**TEXT SECTION**

(begin)

Re knives. One of my favorite 240s on the less expensive part of the spectrum is the EN from JKI. Laserish tip, more robust body, a little curve in profile. Would be tough to beat for the 200 and change. And it shows in stock.









En 240mm Ginsanko Wa-Gyuto


Product Description Detailed Specs Measurements The En Ginsanko series is a thin Ginsanko (stainless) knife with stainless cladding. While not quite as thin as our Gesshin Ginga or Ikazuchi series, they are almost as thin. Ginsanko is a great stainless steel that is generally easy to sharpen and...




www.japaneseknifeimports.com


----------



## Karl Dial (Nov 18, 2021)

Thanks for all the advice!


----------



## HumbleHomeCook (Nov 18, 2021)

Karl Dial said:


> 1) Is this a good plan for periodic sharpening?
> Arashiyama 1000 -> Chosera Pro 3000 -> Shapton 8000 -> CKTG Bovine Strop with green compound
> Looking at purchasing the Arashiyama and Chosera (this is the new version without the wooden base). Bought the Shapton several weeks back. It is like glass.
> 
> ...



You've gotten good input.

For me, the question would now be, why did you think these stones would be the right ones? Just trying to understanding what you were/are thinking and hoping to accomplish.

I'm biased to Shapton Glass stones and biased against Burrfection.


----------



## Nemo (Nov 18, 2021)

FWIW, I used to use an 8k as my fine stone but I found that often touch ups took too long and I didn't really find that the edge was any better than the 3k Chosera edge in my use.


----------



## Karl Dial (Nov 18, 2021)

HumbleHomeCook said:


> You've gotten good input.
> 
> For me, the question would now be, why did you think these stones would be the right ones? Just trying to understanding what you were/are thinking and hoping to accomplish.
> 
> I'm biased to Shapton Glass stones and biased against Burrfection.


Ryky of Burrfection swears by the Cerax 1000, Chosera 3000 and Shapton 8000. Maybe I put too much confidence into one “expert.”


----------



## tostadas (Nov 18, 2021)

Karl Dial said:


> Ryky of Burrfection swears by the Cerax 1000, Chosera 3000 and Shapton 8000. Maybe I put too much confidence into one “expert.”

(end)

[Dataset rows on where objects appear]
(begin)

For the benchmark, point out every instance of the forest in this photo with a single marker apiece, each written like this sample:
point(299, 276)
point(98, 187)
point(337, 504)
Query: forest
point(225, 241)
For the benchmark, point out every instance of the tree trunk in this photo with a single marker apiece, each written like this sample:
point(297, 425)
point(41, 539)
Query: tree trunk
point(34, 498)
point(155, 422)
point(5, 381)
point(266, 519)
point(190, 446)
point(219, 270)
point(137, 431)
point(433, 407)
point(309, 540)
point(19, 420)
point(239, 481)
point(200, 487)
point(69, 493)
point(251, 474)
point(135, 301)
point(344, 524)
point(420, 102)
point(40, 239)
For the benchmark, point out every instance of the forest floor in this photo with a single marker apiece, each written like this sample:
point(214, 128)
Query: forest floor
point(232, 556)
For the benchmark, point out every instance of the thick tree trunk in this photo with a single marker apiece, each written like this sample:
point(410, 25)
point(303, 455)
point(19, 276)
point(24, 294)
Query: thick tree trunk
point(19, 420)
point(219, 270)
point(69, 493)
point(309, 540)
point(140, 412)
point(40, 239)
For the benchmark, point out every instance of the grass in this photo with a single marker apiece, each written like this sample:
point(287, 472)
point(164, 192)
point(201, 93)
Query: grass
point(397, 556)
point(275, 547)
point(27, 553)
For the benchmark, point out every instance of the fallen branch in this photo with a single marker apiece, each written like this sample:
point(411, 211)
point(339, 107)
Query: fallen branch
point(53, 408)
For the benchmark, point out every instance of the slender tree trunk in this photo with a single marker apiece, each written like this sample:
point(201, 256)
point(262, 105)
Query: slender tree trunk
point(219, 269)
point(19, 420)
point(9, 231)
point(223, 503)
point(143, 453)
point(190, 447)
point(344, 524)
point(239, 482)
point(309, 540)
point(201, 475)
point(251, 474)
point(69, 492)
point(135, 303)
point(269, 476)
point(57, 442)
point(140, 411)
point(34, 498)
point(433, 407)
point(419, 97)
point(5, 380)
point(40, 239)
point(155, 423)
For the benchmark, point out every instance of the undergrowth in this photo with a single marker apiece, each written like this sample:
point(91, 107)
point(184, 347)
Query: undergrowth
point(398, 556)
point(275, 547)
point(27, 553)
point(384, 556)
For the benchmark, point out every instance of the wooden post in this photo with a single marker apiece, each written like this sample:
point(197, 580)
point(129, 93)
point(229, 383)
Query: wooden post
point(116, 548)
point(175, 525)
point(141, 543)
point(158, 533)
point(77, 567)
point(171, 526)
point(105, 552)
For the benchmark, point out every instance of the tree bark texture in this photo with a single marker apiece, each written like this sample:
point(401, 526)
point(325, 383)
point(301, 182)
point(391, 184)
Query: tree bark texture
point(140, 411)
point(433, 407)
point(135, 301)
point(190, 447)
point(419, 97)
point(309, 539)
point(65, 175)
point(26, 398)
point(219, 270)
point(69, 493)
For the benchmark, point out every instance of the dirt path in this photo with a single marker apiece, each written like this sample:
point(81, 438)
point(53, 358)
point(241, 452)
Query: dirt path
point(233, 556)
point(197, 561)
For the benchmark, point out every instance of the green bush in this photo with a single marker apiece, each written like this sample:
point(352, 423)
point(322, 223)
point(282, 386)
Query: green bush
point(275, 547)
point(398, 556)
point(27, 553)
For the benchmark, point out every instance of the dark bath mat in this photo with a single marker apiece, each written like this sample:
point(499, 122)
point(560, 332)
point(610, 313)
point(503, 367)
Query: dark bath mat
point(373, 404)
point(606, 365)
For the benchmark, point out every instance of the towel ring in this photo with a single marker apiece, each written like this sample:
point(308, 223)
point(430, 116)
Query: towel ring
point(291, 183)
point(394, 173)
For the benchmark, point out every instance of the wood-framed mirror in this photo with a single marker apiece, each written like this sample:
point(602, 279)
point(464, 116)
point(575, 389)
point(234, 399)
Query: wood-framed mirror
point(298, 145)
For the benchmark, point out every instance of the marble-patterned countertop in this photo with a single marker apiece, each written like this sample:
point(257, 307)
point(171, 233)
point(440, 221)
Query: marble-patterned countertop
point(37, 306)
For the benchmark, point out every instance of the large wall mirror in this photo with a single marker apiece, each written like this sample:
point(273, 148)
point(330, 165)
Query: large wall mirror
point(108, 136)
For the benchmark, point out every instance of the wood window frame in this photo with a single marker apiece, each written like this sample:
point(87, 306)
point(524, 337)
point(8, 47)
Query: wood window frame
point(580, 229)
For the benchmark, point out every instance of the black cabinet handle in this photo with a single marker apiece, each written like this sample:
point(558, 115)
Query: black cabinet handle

(end)

**PROBLEM TO WORK ON**
Revise the passage of the forum thread that opens with the words containing "Product Description Detailed" and closes with "to sharpen and...", replacing each instance of "Ginsanko" with "Ginsan".

**RESULT BELOW**
Product Description Detailed Specs Measurements The En Ginsan series is a thin Ginsan (stainless) knife with stainless cladding. While not quite as thin as our Gesshin Ginga or Ikazuchi series, they are almost as thin. Ginsan is a great stainless steel that is generally easy to sharpen and...